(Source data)
******************************

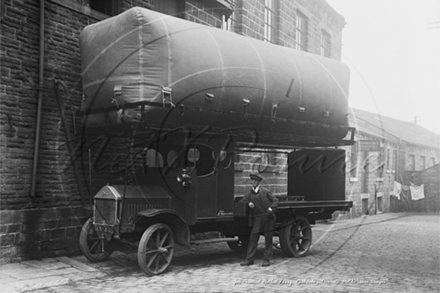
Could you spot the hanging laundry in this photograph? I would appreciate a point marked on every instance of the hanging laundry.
(417, 192)
(397, 189)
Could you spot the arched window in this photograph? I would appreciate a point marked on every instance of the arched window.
(153, 158)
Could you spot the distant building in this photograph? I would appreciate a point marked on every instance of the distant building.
(385, 150)
(41, 212)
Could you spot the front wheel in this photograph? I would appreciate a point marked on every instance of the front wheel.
(94, 248)
(296, 237)
(156, 249)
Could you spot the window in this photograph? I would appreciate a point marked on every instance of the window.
(109, 7)
(432, 161)
(153, 158)
(170, 7)
(301, 32)
(202, 158)
(353, 160)
(325, 44)
(411, 163)
(388, 158)
(380, 164)
(268, 21)
(422, 163)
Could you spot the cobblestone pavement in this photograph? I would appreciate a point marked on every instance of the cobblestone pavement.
(394, 255)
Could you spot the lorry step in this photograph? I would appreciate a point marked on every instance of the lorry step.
(213, 240)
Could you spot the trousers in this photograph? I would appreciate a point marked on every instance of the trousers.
(262, 224)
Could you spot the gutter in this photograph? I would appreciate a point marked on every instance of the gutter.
(40, 101)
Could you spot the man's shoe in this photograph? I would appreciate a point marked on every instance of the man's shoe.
(247, 263)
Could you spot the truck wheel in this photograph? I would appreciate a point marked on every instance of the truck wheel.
(94, 248)
(296, 237)
(156, 249)
(240, 245)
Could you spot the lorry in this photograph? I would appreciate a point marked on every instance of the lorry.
(190, 99)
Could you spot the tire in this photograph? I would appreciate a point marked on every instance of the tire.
(94, 248)
(240, 245)
(296, 237)
(156, 249)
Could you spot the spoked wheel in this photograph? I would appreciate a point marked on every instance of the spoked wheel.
(94, 248)
(296, 237)
(156, 249)
(240, 245)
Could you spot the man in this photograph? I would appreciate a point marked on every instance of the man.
(261, 204)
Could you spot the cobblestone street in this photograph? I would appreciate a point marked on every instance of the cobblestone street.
(391, 255)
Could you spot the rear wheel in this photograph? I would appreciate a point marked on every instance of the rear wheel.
(94, 248)
(240, 245)
(156, 249)
(296, 237)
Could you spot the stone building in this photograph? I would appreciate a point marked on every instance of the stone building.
(385, 150)
(41, 213)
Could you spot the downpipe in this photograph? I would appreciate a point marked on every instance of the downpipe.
(40, 102)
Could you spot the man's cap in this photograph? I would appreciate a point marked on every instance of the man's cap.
(256, 177)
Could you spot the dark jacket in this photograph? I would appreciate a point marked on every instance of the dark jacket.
(262, 201)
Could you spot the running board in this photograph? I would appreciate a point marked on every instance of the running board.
(213, 240)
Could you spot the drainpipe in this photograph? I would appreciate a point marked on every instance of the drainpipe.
(40, 101)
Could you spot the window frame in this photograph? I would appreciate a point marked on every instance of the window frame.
(269, 21)
(326, 44)
(301, 28)
(114, 9)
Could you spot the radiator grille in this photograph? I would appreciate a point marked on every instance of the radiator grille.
(105, 212)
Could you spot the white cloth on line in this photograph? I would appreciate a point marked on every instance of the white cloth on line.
(417, 192)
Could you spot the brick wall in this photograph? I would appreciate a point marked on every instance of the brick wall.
(39, 233)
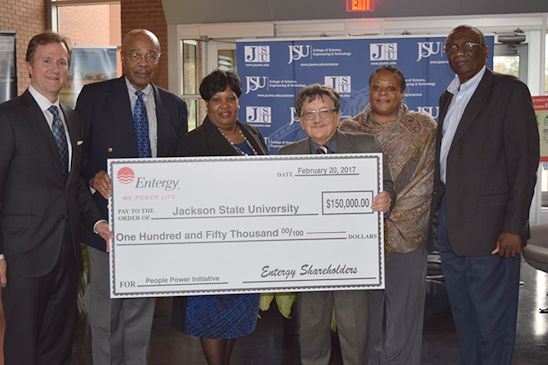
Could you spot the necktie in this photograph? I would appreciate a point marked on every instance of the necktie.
(141, 126)
(322, 150)
(60, 139)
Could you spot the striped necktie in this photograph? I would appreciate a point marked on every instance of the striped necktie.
(60, 139)
(140, 119)
(322, 150)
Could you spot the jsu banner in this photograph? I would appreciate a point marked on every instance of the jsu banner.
(274, 71)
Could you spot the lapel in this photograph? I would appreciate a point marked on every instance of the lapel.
(120, 108)
(36, 117)
(343, 143)
(474, 106)
(253, 138)
(301, 147)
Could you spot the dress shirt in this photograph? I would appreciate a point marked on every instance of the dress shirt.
(331, 145)
(44, 105)
(148, 99)
(462, 93)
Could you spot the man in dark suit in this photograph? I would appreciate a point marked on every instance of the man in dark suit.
(318, 110)
(42, 201)
(487, 159)
(128, 117)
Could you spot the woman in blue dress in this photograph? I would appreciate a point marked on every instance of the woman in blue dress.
(219, 319)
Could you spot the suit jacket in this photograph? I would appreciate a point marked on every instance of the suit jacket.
(38, 207)
(109, 130)
(349, 143)
(491, 165)
(206, 140)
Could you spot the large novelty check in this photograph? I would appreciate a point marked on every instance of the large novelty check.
(187, 226)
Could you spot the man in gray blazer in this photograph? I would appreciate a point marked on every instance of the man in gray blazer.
(318, 109)
(42, 201)
(487, 157)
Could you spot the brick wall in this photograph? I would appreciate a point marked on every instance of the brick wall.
(148, 14)
(26, 18)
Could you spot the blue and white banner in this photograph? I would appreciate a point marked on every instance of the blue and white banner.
(274, 71)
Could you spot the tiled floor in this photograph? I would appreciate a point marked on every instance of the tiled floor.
(275, 340)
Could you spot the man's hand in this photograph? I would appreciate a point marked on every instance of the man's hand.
(508, 245)
(105, 233)
(3, 273)
(101, 182)
(382, 202)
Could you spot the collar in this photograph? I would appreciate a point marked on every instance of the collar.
(331, 144)
(455, 85)
(42, 101)
(147, 90)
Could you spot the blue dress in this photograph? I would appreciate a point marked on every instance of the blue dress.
(226, 316)
(222, 316)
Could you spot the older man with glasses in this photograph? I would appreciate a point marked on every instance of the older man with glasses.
(486, 162)
(318, 110)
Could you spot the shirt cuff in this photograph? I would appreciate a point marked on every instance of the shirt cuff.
(95, 225)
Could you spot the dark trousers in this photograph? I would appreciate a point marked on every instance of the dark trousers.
(41, 314)
(483, 293)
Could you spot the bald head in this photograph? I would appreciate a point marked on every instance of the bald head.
(140, 56)
(142, 34)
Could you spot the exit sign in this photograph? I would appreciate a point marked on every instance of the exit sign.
(354, 6)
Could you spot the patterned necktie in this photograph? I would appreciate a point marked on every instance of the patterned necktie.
(322, 150)
(141, 126)
(60, 138)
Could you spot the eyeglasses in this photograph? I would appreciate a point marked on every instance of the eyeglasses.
(465, 47)
(150, 58)
(311, 114)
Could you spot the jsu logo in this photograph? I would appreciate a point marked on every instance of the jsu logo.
(297, 52)
(434, 111)
(257, 54)
(342, 84)
(293, 117)
(427, 49)
(254, 83)
(383, 51)
(258, 114)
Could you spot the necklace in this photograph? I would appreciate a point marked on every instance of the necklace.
(235, 146)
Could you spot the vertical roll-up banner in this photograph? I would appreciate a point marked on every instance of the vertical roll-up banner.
(540, 104)
(88, 65)
(274, 71)
(8, 66)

******************************

# [WHAT YOU WILL DO]
Each line in the records above should be reproduced exactly; images are not copied.

# [RESPONSE TO THE EXERCISE]
Could you spot the hanging laundry in this photograph? I would appreciate a point marked on every instance of the hanging laundry.
(417, 192)
(397, 189)
Could you spot the arched window in this photograph? I would appreciate a point marked on every instance of the arched window.
(153, 158)
Could you spot the distant building in this photograph? I would appreciate a point marked on every instance of the distant building.
(385, 150)
(41, 212)
Could you spot the front wheel in this photograph? I would appreciate a point marked on every instance of the front wheel.
(94, 248)
(296, 237)
(156, 249)
Could you spot the window in this photograph? I would appreciate a point marked on every instance of the window.
(109, 7)
(432, 161)
(153, 158)
(170, 7)
(301, 32)
(202, 158)
(353, 160)
(325, 44)
(411, 163)
(388, 158)
(380, 164)
(268, 21)
(422, 163)
Could you spot the cobblestone pavement in this photograph? I would appreciate a point marked on every instance of the cobblestone pavement.
(394, 255)
Could you spot the lorry step in this photograph? I would appreciate a point marked on every instance of the lorry step.
(213, 240)
Could you spot the trousers in this photograph? I would appreciate a point marked on every instance of the trousers.
(262, 224)
Could you spot the gutter in this photograph? I would appreciate a point marked on every instance of the gutter.
(40, 101)
Could you spot the man's shoe in this photograph? I would appreciate a point marked on every instance of the man's shoe.
(247, 263)
Could you spot the truck wheel in this photograph? I would appreciate a point marked on every instance of the truck wheel.
(94, 248)
(296, 237)
(156, 249)
(240, 245)
Could you spot the lorry in this photograph? I would appreciate a point marked on every instance of the lorry.
(190, 99)
Could you spot the tire in this photograph? I would appreciate a point marked on every instance of the tire.
(94, 248)
(240, 245)
(296, 237)
(156, 249)
Could you spot the spoked wheel in this photograph? I would appreciate a point marked on every instance of the spoked wheel.
(94, 248)
(296, 237)
(156, 249)
(240, 245)
Could you spot the man in this photograph? I would appreciate a point marked on every instance of the man.
(261, 204)
Could you spot the cobblestone street in this photograph? I would appreciate a point marked on every instance of the cobblestone street.
(391, 255)
Could you spot the rear wheel in this photograph? I would appreciate a point marked on every instance of the rear wheel.
(94, 248)
(240, 245)
(156, 249)
(296, 237)
Could you spot the stone building in this photograph? I would appreciate a point marked on every instance of the stone building.
(385, 150)
(41, 213)
Could you spot the downpipe in this photograph? I would appreciate a point marked on every instance of the downpipe.
(40, 102)
Could you spot the man's cap in this photograph? I would appreciate a point marked on every instance of the man's cap.
(256, 177)
Could you spot the dark jacket in this photograph? I would appreciate a point marked on every instance of the dark jacket.
(262, 201)
Could you spot the running board in this photograph? I would appreciate a point marked on every instance of the running board.
(213, 240)
Could you spot the drainpipe in this photograph? I would appreciate a point marked on every instance of the drainpipe.
(40, 101)
Could you spot the window frame in this photograph? I would appreciate a point marked on every instance of the window frame.
(269, 21)
(326, 44)
(301, 28)
(114, 9)
Could you spot the radiator grille in this photograph? I would appreciate a point marked on every instance of the radiator grille.
(105, 212)
Could you spot the white cloth on line in this photograph? I would appreciate a point marked on every instance of the white cloth on line.
(417, 192)
Could you spot the brick wall in this photograph? I would appreciate a point marked on every instance of the brick wall.
(39, 233)
Could you spot the necktie in this photograph? I would appreciate a point marked on every instance of the necktie.
(141, 126)
(322, 150)
(60, 139)
Could you spot the striped necktie in this photograph? I would appreciate a point marked on every instance of the striped necktie.
(60, 139)
(140, 119)
(322, 150)
Could you spot the jsu banner in this photograph? I would appreciate a point marked on every instance of the jsu banner.
(274, 71)
Could you spot the lapel in this photograph? I would appreciate a point marked on every instance of the lapel.
(120, 108)
(36, 117)
(343, 143)
(474, 106)
(253, 138)
(301, 147)
Could you spot the dress shirt in this photograph? I would appreciate a point marked on every instance of the dress shirt.
(331, 145)
(44, 105)
(148, 99)
(462, 93)
Could you spot the man in dark suit in this photograph? I would appreciate a point marked on every instance of the man in dark suit.
(318, 110)
(42, 201)
(487, 159)
(128, 117)
Could you spot the woman in blue dress in this photograph? I would appreciate a point marked on every instance of the woman in blue dress.
(219, 319)
Could you spot the suit jacket in this photograph? I would appreciate a point marked on every instance of the suit jacket.
(38, 207)
(109, 130)
(349, 143)
(491, 165)
(206, 140)
Could you spot the large novelty check in this photograph? I would appreciate a point marked on every instance of the large novelty check.
(187, 226)
Could you spot the man in gray blazer in this photograph? I would appreciate a point marked on every instance of the man in gray blazer.
(318, 109)
(42, 201)
(487, 157)
Could you spot the brick wall in this photograph? I would appreciate a point marked on every instance of the brick wall.
(148, 14)
(26, 18)
Could you spot the blue and white banner in this photograph? I would appreciate a point marked on every instance of the blue and white banner.
(274, 71)
Could you spot the tiled floor in this photograph? I would appreciate a point marked on every instance of the tiled floor.
(275, 340)
Could you spot the man's hand in this photograph? I would appreciate a point marked on every instance of the man's hand.
(508, 245)
(105, 233)
(3, 273)
(101, 182)
(382, 202)
Could you spot the collar in this photograph? I would appreciate a point marked on every instance of the collar.
(331, 144)
(455, 85)
(42, 101)
(147, 90)
Could you spot the blue dress in this photograph? I would appreciate a point marked on every instance of the blue dress.
(226, 316)
(222, 316)
Could you spot the older man with glasses in this photograph? I would appreciate a point marked on every instance of the older man with glasses.
(486, 162)
(318, 110)
Could you spot the shirt cuff in this photograph? I would appreciate a point marked on every instance of the shirt cuff.
(95, 225)
Could you spot the dark trousers in this photograph? I would appreciate a point marked on every instance of the dark trousers.
(41, 314)
(483, 293)
Could you spot the bald head in this photograph? I would appreciate a point marked on every instance of the bald head.
(140, 56)
(142, 34)
Could you spot the exit sign in this photograph? I would appreciate a point marked on every instance of the exit sign.
(354, 6)
Could you spot the patterned necktie in this photograph? I would appreciate a point marked on every instance of the patterned necktie.
(322, 150)
(141, 126)
(60, 138)
Could you spot the eyeglasses in this photograph? I would appreciate a point marked on every instance of the eyeglasses.
(465, 47)
(150, 58)
(311, 114)
Could you spot the jsu logo in this photograph? I would appreciate a point marked on every instance of the jsu logo.
(297, 52)
(434, 111)
(257, 54)
(342, 84)
(293, 117)
(427, 49)
(254, 83)
(383, 51)
(258, 114)
Could you spot the necklace in this photograph? I would appreciate a point marked on every instance of the necklace.
(235, 146)
Could you spot the vertical roll-up banner in this photograph? I would appreciate a point marked on every instance of the vertical roll-up banner.
(540, 104)
(88, 65)
(274, 71)
(8, 66)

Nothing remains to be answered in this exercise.